*STATED TASK*
Repeat every line below exactly as it reads.

-----

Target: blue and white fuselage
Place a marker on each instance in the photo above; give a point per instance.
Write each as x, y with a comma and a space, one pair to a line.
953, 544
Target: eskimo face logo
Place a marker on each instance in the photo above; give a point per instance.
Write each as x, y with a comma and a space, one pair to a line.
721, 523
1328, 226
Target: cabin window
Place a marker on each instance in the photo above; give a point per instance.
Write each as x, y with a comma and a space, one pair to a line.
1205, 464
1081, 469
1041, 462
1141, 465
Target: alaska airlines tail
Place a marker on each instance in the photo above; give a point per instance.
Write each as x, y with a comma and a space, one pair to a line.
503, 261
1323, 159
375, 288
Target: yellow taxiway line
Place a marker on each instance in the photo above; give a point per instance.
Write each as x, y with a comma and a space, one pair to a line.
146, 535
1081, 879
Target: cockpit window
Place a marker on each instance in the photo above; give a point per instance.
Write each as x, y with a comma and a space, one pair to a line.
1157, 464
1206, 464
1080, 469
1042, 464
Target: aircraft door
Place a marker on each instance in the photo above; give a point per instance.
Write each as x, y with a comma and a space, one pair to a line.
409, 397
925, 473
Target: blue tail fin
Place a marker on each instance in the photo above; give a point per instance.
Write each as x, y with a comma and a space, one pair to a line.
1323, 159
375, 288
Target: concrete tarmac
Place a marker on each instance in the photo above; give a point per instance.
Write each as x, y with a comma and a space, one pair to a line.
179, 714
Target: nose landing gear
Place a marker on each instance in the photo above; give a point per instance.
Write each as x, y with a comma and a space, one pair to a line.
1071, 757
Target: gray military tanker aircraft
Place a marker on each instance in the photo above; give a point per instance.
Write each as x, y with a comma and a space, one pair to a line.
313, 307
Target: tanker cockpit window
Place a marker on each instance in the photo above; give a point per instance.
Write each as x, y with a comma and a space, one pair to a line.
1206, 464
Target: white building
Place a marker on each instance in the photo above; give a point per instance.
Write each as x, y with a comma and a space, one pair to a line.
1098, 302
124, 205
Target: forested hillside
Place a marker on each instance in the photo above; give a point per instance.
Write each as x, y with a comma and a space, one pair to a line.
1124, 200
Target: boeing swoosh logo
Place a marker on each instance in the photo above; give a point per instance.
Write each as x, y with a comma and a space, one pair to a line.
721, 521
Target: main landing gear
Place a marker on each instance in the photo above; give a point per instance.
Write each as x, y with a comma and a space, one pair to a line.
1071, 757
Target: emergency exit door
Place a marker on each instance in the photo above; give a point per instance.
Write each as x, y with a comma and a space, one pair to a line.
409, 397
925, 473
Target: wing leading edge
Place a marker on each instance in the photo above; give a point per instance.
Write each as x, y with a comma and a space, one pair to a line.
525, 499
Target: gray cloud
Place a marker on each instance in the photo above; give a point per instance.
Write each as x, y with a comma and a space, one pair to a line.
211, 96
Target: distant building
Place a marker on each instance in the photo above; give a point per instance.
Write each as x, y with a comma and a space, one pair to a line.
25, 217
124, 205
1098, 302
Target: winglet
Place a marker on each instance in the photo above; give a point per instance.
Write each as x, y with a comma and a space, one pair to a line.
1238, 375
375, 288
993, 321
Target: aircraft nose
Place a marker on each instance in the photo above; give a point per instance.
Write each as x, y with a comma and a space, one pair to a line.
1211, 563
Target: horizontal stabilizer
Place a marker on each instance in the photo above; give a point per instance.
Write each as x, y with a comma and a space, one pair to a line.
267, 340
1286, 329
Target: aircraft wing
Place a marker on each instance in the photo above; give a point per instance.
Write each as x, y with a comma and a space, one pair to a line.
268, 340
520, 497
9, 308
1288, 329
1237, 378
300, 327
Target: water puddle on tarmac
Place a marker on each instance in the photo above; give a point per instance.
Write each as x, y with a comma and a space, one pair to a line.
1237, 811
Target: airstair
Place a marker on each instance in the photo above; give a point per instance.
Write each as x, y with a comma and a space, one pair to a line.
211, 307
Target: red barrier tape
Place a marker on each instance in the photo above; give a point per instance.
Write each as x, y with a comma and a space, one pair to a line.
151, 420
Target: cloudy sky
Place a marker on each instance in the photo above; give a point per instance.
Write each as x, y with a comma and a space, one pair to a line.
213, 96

-----

*RESULT OF THE EXERCISE*
Target: blue and white fuselage
Place a marker on each instance in the photo above; give a point per instance.
Write each as x, y with a comma and a space, one pair to a line.
953, 544
Target: eskimo face logo
Place a marker on each instance in the photo above; give a point per instance.
Write each as x, y with a comma and a space, one pair to a line.
721, 523
1328, 226
Target: cabin window
Place a marker on each instance in the photo above; give a point per instance.
Write each as x, y with a comma and a space, one pair to a line.
1205, 464
1081, 469
1041, 462
1141, 465
Target: alaska airlines tail
Place a marker on each instance in the photo above; give a point per instance.
Write each as x, y with a comma and a space, one pair to a line.
503, 261
1323, 159
375, 288
Target: yellow taxiway line
Place a marker on each instance in the photo above; give a point per instance.
Write each as x, y with a comma and a space, one pair to a line.
146, 535
1081, 879
Target: cockpit window
Place a marker on each instance in the photo above; give a point per instance.
Write each as x, y with a comma and a space, one pair to a line.
1157, 464
1206, 464
1080, 469
1042, 464
Target: aircraft door
Place a marker on each instance in the photo above; give a point per instance.
Write each as x, y with a comma and a space, one pair to a line.
409, 397
925, 473
Target: blue tail fin
Place a marker on each instance in the photo above; give a point per instance.
Write each as x, y with a comma and a space, one pair to a line.
1323, 159
375, 288
Target: concrete tarmac
Place a marker on each instance in the photo above; give a point per instance.
Write each as x, y with a comma and a space, one pair to a line.
179, 714
Target: nose landing gear
Place a marker on each instance in the photo above; give a point per instance.
Write each as x, y with a comma and a space, one pair to a line.
1071, 757
Target: gray military tanker aircraft
Place a marker on each instance in the photo above; give a point per instance.
Write each as x, y with a comma and a space, one pair to a line.
313, 307
Target: tanker cockpit window
Place a marker on each instance in the photo above; give a point per instance.
Write each as x, y with a comma and a space, one pair to a line.
1206, 464
Target: white building
Place a marker on each instance in the photo above; give a point per instance.
Write each as x, y with a comma and a space, one pair to a line.
1098, 302
124, 205
Target: forested hillside
Place a marker on each instance in the photo above; give a point per instance.
Write each as x, y with a comma and a space, one pair to a line.
1124, 200
Target: boeing swoosh logo
Place a marker on each instance in the photo above; give a point per instance.
Write each as x, y with a comma and a space, one pair to a line.
721, 521
Target: main landing gear
Place a marker on each instance in the photo above; give a point per instance.
Write each as x, y with a comma and a space, one pair to a line.
1071, 757
Target: emergency exit door
Place a marker on each instance in the photo above; give a point per instance.
Write each as x, y with a comma and a space, one pair to a line.
409, 397
925, 473
Target: wing leading edge
Place a marker on each instance in the photo above; give a point per instance.
Write each as x, y with a comma and a space, one pair to a line.
525, 499
Target: gray cloud
Place a marker on each instance in the photo above; give a point per instance.
Write each as x, y with a comma and a space, one pair to a line.
211, 96
Target: distant building
Place a marker on each instance in the photo above; give a point per instance.
Write each as x, y with a comma and a space, one pair to a line.
25, 217
124, 205
1098, 302
Target: winglet
Place a marker on each instance in the photo above; give a point per instance.
Write each as x, y with a comma and a space, one pair to a line.
1238, 375
375, 288
993, 321
Target: aircraft nose
Place a marker on each instance in the photo above; give a point per instance.
Write each as x, y with a comma and a space, one pair to a line.
1211, 563
Target: horizontal stabilizer
Place a marker on each instance in the photo above; give a point per instance.
Write each as x, y with a comma and a space, one pair to a line.
267, 340
1286, 329
Target: aircraft wing
Place a marker on each instance in the photo above; give a point per instance.
Write each as x, y with a comma and a space, one pair to a line.
268, 340
520, 497
9, 308
1288, 329
1237, 378
300, 327
Target: water puddle on tarmac
Place a marker on each instance in the photo above; give a point per instance.
Write each as x, y with a comma and a space, one pair to a line.
1237, 811
Target: airstair
Place a marker on each instance in the photo above; give a point per instance.
Write each as x, y with a comma and a space, one pair to a line.
211, 307
Target: red barrier tape
Place a marker on each instance in the photo above; give a point per instance.
Write each as x, y with a comma and a space, one pair to a line.
151, 420
Target: cloudy sky
Place a marker on each instance in the photo above; give a point per instance.
Write each as x, y with a comma and a space, one pair to a line.
213, 96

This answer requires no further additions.